▶ [Your instructions]:
All of the data needs to be printed again, exactly as written.

Data entries:
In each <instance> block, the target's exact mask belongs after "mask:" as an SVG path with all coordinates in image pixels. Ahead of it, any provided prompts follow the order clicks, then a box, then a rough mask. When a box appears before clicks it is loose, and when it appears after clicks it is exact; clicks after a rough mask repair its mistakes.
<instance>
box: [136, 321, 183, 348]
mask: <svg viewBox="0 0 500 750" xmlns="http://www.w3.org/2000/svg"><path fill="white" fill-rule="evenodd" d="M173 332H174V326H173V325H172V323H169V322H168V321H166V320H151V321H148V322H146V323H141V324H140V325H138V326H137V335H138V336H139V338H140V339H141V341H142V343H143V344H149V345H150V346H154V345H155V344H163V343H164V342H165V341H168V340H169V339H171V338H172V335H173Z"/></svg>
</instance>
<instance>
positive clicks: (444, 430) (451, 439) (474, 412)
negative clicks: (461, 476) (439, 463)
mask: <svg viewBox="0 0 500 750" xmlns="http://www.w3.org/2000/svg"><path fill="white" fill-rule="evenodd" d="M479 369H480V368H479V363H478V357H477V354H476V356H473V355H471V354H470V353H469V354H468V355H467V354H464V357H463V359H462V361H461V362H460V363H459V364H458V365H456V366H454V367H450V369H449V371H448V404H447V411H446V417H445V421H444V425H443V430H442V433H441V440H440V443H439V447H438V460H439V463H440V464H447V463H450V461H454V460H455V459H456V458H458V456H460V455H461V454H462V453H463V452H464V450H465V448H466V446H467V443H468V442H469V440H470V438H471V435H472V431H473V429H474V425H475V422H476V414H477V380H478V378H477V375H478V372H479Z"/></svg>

▶ [Written answer]:
In each <instance> block, the target's exact mask belongs after "mask:" as an SVG path with all coordinates in image pixels. Ahead of it, any provided prompts follow the order clicks, then a box, then a rough mask. When a box appears before clicks it is loose, and when it appears after clicks it is exact; clicks after a rough mask repair its mistakes.
<instance>
box: [136, 321, 183, 348]
mask: <svg viewBox="0 0 500 750" xmlns="http://www.w3.org/2000/svg"><path fill="white" fill-rule="evenodd" d="M173 332H174V326H173V325H172V323H169V322H168V321H166V320H151V321H148V322H146V323H141V324H140V325H138V326H137V335H138V336H139V338H140V339H141V341H142V343H143V344H149V345H150V346H154V345H155V344H163V343H164V342H165V341H168V340H169V339H171V338H172V335H173Z"/></svg>
</instance>
<instance>
positive clicks: (444, 430) (451, 439) (474, 412)
negative clicks: (461, 476) (439, 463)
mask: <svg viewBox="0 0 500 750" xmlns="http://www.w3.org/2000/svg"><path fill="white" fill-rule="evenodd" d="M479 369H480V368H479V363H478V357H477V354H476V356H473V355H471V354H470V353H469V354H468V355H467V354H464V357H463V359H462V361H461V362H460V363H459V364H458V365H456V366H454V367H450V369H449V371H448V404H447V411H446V417H445V421H444V425H443V430H442V433H441V440H440V443H439V447H438V460H439V463H440V464H447V463H450V461H454V460H455V459H456V458H458V456H460V455H461V454H462V453H463V452H464V450H465V448H466V446H467V443H468V442H469V440H470V438H471V435H472V431H473V429H474V425H475V422H476V414H477V380H478V378H477V375H478V372H479Z"/></svg>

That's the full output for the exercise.